● **PROBLEM TO SOLVE**
Transcribe the passage from the article about Blackhouse Records from "Early years" to "regional Northwest artists.".

— START EXTRACT —

Blackhouse Records is an American independent record label founded by Scott Rozell (drummer for Moral Crux and Scatterbox), and Tony Shields. The label is based in Coeur d'Alene, Idaho and was originally a logo created in 2000 for the purpose of selling Scatterbox records and promoting local Inland Northwest punk rock concerts Over the years, it has evolved into a moderate-sized independent record label. Throughout the 2000's, most of the bands on Blackhouse were punk and pop punk groups, while there are many heavy metal and rap acts signed to the label as well. Blackhouse started a short-lived imprint, "Totally Fucked", which signed noise and grindcore bands, however they all now roll up under the Blackhouse imprint.

History

Early years
Scott Rozell and Tony Shields formed Blackhouse Records in July 2000 as a vehicle for releases by the band Scatterbox, a band featuring brothers Tom and Ryan white as well as Rozell. It soon became a platform for the releases of various local and regional Northwest artists.

In 2008, Blackhouse re-issued a (at the time out-of-print) spoken word release The Birth of Tragedy Magazine's FEAR POWER GOD, originally released by CFY Records (a Bay Area record label run by Oxbow frontman, Eugene S. Robinson) in the 1980s on CD format. Before this release, the compilation had never been released on the compact disc format. The album featured spoken word pieces by Henry Rollins, Charles Manson, Anton LaVey, Lydia Lunch, Allen Ginsberg, and Jello Biafra. The album was well-received, gaining the label more attention in the press and distribution world, landing them an exclusive distribution deal with the now-defunct Lumberjack/Mordam Records, a subsidiary of the Warner Music Group. The relationship was short lived due to financial woes with Lumberjack/Mordam, which caused the company to close operations.

— END EXTRACT —
— START INFORMATION SHOWN —

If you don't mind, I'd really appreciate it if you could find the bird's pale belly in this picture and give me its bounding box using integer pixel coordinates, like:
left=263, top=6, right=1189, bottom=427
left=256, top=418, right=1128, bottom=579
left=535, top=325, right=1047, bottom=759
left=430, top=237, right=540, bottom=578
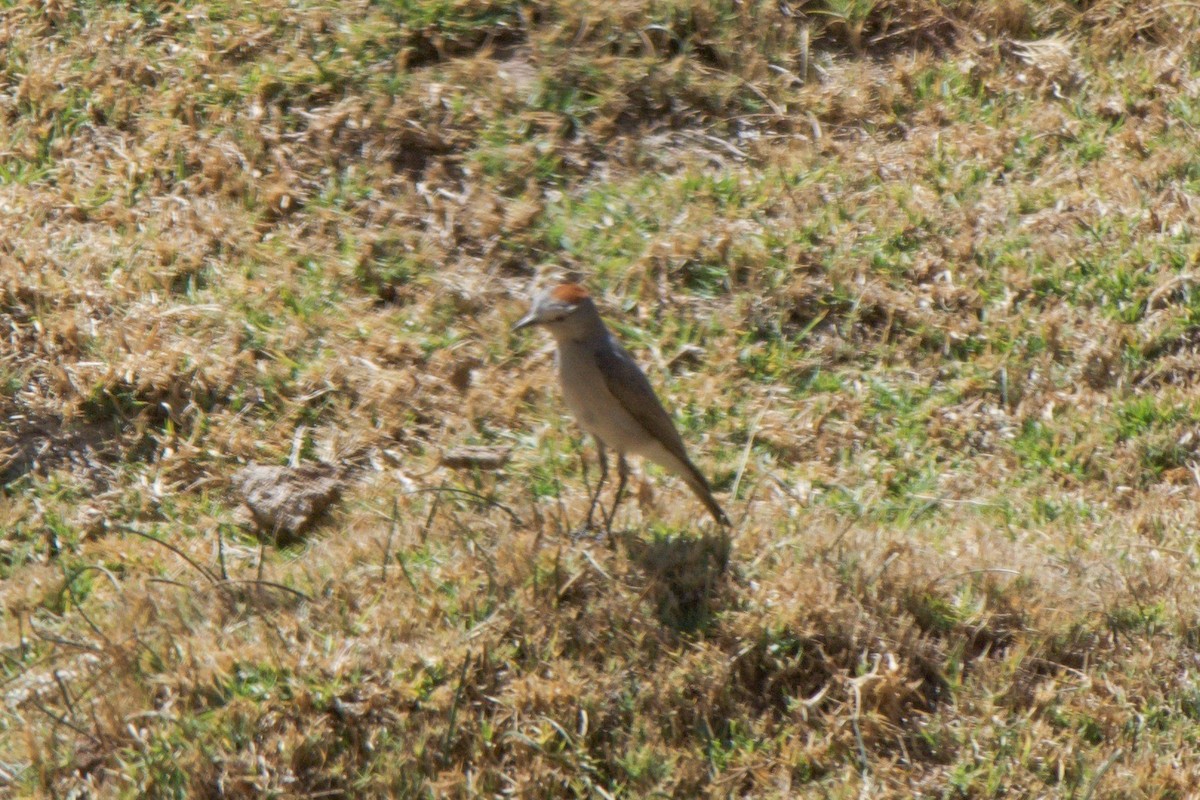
left=562, top=352, right=648, bottom=453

— END INFORMATION SHOWN —

● **EXPECTED OUTPUT**
Early years
Scott Rozell and Tony Shields formed Blackhouse Records in July 2000 as a vehicle for releases by the band Scatterbox, a band featuring brothers Tom and Ryan white as well as Rozell. It soon became a platform for the releases of various local and regional Northwest artists.